Task description – Without changing a character, return the entries, but not the images they hold.

Listed records –
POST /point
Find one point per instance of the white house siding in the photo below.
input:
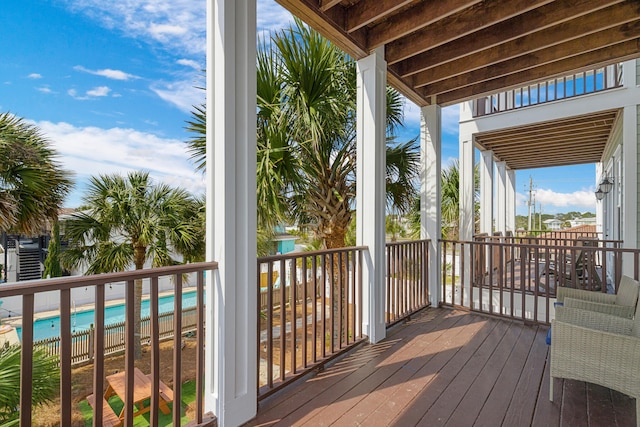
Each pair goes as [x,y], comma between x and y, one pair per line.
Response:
[638,157]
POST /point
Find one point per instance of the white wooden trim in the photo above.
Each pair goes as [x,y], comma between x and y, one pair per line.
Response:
[430,191]
[370,186]
[231,231]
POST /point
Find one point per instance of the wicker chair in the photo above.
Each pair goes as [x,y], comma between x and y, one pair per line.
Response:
[597,348]
[622,304]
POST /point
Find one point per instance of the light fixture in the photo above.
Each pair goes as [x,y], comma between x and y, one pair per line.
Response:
[606,184]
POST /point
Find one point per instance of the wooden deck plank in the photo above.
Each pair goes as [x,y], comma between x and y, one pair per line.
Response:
[599,404]
[447,367]
[382,371]
[429,383]
[370,402]
[522,405]
[503,336]
[352,369]
[477,393]
[574,404]
[624,408]
[547,413]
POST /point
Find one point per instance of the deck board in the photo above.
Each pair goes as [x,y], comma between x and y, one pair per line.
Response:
[446,367]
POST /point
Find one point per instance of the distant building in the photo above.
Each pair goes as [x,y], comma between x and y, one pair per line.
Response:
[583,221]
[553,224]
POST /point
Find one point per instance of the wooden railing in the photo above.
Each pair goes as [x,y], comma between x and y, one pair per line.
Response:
[407,289]
[549,90]
[62,287]
[504,277]
[310,311]
[311,305]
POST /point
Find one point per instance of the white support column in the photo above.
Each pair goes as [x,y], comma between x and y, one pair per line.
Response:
[501,199]
[486,192]
[467,190]
[231,349]
[630,141]
[511,201]
[370,187]
[430,190]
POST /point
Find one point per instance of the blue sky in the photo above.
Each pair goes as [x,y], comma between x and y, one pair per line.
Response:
[112,84]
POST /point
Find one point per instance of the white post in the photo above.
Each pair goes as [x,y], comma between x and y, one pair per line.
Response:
[430,190]
[511,201]
[486,192]
[370,186]
[231,349]
[501,192]
[467,189]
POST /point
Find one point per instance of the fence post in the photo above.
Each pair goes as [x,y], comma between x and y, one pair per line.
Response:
[91,343]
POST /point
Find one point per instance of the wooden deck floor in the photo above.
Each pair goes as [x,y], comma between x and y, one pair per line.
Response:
[447,368]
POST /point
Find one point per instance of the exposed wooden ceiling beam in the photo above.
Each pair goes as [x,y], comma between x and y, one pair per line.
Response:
[413,19]
[367,11]
[530,22]
[550,41]
[559,53]
[600,117]
[481,15]
[328,4]
[542,141]
[552,162]
[586,124]
[606,55]
[329,25]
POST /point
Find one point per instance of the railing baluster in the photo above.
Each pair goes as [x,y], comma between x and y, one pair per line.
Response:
[177,349]
[65,357]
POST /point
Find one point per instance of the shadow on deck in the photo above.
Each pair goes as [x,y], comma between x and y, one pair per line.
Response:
[447,367]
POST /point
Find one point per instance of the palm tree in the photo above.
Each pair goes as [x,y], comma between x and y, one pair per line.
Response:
[45,385]
[32,184]
[52,267]
[131,221]
[306,153]
[449,203]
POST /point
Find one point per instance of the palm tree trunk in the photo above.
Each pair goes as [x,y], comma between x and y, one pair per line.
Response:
[139,256]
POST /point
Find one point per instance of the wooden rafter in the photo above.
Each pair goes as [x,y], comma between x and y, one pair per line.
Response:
[557,15]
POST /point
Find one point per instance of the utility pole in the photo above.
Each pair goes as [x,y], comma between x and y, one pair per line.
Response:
[529,202]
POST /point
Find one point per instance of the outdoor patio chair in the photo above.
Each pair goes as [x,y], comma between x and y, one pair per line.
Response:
[622,304]
[577,266]
[597,348]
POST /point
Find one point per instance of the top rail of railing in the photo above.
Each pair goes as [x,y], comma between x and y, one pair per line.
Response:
[70,282]
[543,91]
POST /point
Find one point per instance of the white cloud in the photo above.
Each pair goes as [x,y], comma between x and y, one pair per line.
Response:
[271,16]
[108,73]
[99,91]
[90,151]
[182,94]
[189,63]
[178,25]
[450,117]
[553,202]
[160,31]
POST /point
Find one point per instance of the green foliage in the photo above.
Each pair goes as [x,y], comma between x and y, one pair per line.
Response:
[32,184]
[131,220]
[52,267]
[44,386]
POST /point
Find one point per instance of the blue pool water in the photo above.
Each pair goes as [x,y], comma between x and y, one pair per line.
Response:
[82,320]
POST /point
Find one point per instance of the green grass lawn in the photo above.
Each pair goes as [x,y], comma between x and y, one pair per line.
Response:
[188,396]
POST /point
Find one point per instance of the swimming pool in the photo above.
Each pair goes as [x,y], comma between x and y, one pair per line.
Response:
[81,320]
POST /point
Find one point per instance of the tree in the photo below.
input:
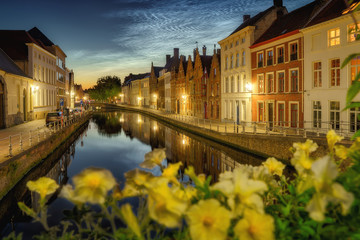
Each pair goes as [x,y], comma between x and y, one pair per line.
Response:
[106,88]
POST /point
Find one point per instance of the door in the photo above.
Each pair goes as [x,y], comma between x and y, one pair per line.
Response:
[24,104]
[2,111]
[294,114]
[271,115]
[237,113]
[205,110]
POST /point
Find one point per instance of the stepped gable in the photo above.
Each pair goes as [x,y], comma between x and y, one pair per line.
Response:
[8,65]
[330,10]
[252,21]
[292,21]
[13,43]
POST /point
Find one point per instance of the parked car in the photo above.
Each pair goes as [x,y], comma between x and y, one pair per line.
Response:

Exercise output –
POST /point
Find one point per instance of the white house siding in the photo below.
input:
Each pair goes as [x,y], comma between x and y, one pair per line.
Response:
[638,157]
POST /point
Find one point per instance of the white wooden trim in the photo above.
Each pair goes as [x,y], comma between x and y, one pair per line.
Response:
[430,191]
[370,186]
[231,231]
POST /point
Find one point per instance of the wicker chair in the photo above.
Each pair goes as [x,y], comma between x and y, one pair per line.
Response:
[597,348]
[622,304]
POST /point
Find one point per instance of the light fixture in the photo above.
Each pair goes as [x,y], comma between x and y, one pair per line.
Response:
[606,184]
POST /point
Find one point per instance of the wooden deck plank in the photo above.
Each pair goes as [x,y], comma between x and y, one pair per line.
Response:
[599,404]
[447,367]
[382,371]
[429,383]
[370,402]
[522,405]
[503,336]
[352,369]
[477,393]
[574,404]
[624,408]
[547,413]
POST /point
Find one point per instance of the deck board in the photo above.
Each pair goes as [x,y], comma between x and y, one pair per line.
Response:
[446,367]
POST /point
Find one point per instance of the distant building in the photo above.
Each pair goes as [x,y], comma between x and y, one pair per line.
Response:
[583,221]
[553,224]
POST /point
Find one point per instance of the wooden railing in the photo above.
Each pair goes as [x,y], comma between x and y, one pair per line.
Response:
[407,289]
[549,90]
[62,287]
[504,277]
[310,311]
[311,305]
POST /point
Find one point per instance of the white support column in the photo above.
Each pair goes as [x,y], comma between x and y, one pair per line.
Response:
[501,199]
[486,192]
[467,190]
[231,349]
[630,141]
[511,201]
[370,187]
[430,190]
POST /point
Find one point per instance of the blue sky in the photo above.
Each pair goes as [x,y], comma between x and y, one pair per line.
Response:
[112,84]
POST /point
Find one point per instance of the white post in the photo above.
Each pair goes as [x,y], comma between x and y, one pair per line.
Response:
[430,190]
[511,201]
[486,192]
[370,186]
[231,349]
[501,192]
[467,189]
POST /point
Find one point per instance of the fence post in the photo above.
Each pair goes as [x,y], comma between x and y, one pair per line.
Response:
[91,343]
POST /point
Find one point per instance of the wooden deck floor in the photo above.
Each pair goes as [x,y], comma between x and y, one pair per line.
Response:
[447,368]
POST /point
Find one point per instance of the exposed wooden ceiling beam in the photo above.
Each pair goes as [x,y], comma between x and y, one pair per line.
Response:
[413,19]
[367,11]
[530,22]
[550,41]
[559,53]
[600,117]
[481,15]
[328,4]
[542,141]
[552,162]
[586,124]
[606,55]
[329,25]
POST /point
Find one point per instance of the railing baluster in the photo above.
Each pair goes as [x,y], comma between x and y, one pair per line.
Response:
[177,349]
[65,357]
POST /point
Find one point per instance of the shadow on deck in the photo above.
Each pair goes as [x,y], comma between x and y, one pair per line.
Response:
[447,367]
POST /point
Find one point per instance of the palm tree in the photo above.
Each pair goes as [x,y], comma between x and y, one pair per line.
Response:
[45,385]
[32,184]
[52,267]
[131,221]
[306,153]
[449,203]
POST /point
Find one point per instance of the palm tree trunk in the photo above.
Each pair goes as [x,y], comma between x and y, one pair per line.
Response:
[139,256]
POST /point
Find one point per instance of the wooden rafter in the photo above.
Each pair goes as [x,y], comma between x and y, one pair per line.
Response:
[557,15]
POST /point
Find one point per instance of the utility pole in the photo above.
Each pair goes as [x,y], comma between x and y, one pair per line.
Response:
[529,202]
POST /point
Find one point per instance of the outdoor patio chair in the photo above.
Each pair goes as [x,y], comma between x and y, one pair per line.
Response:
[622,304]
[577,266]
[597,348]
POST /point
Find one point per instance of the top rail of railing in the photo above.
Each pair goes as [x,y], comma between x and y, one pair per line.
Response:
[70,282]
[543,91]
POST /point
Find one point per instance of the white cloud in the photo above.
Each pair goes as [x,y], comma between x and y, one pair per line.
Response:
[271,16]
[108,73]
[99,91]
[90,151]
[182,94]
[189,63]
[178,25]
[450,117]
[553,202]
[160,31]
POST /point
Find one point per instance of the green foliage in the photo above.
Each pair goes as [x,y], comma between x and y, one pair per line.
Response:
[32,184]
[131,220]
[52,267]
[44,386]
POST /point
Find one point per instance of the blue pool water in the photo above.
Each pair goes as [x,y], comma between x and y, one pair per line.
Response:
[82,320]
POST /point
Find one point per instance of the green grass lawn in the photo above.
Each pair goes as [x,y], comma between x and y, one pair per line.
Response:
[188,396]
POST /point
Find one point per instance of the swimming pool in the photo above.
Each pair goes as [x,y], comma between x and y, one pair per line.
Response:
[81,320]
POST /point
Find one point per instance of the tree in the photo below.
input:
Each pair goes as [x,y], comma between x and y, one pair per line.
Response:
[106,88]
POST /point
Find one point per instance of the door in the photo above.
Each pair goes as [x,y], comma between x and y, one pair per line.
Response:
[24,104]
[2,111]
[294,114]
[271,115]
[237,113]
[205,110]
POST /point
Find one point per instance of the stepped gable in the photo above.
Each pair goes as [x,y], comma between x and y, one pair per line.
Response:
[8,65]
[330,10]
[252,21]
[292,21]
[13,43]
POST /point
Find one point per instance of the parked car in the photo above.
Each pair goes as [x,y], comma between x and y, one pair per line.
Response:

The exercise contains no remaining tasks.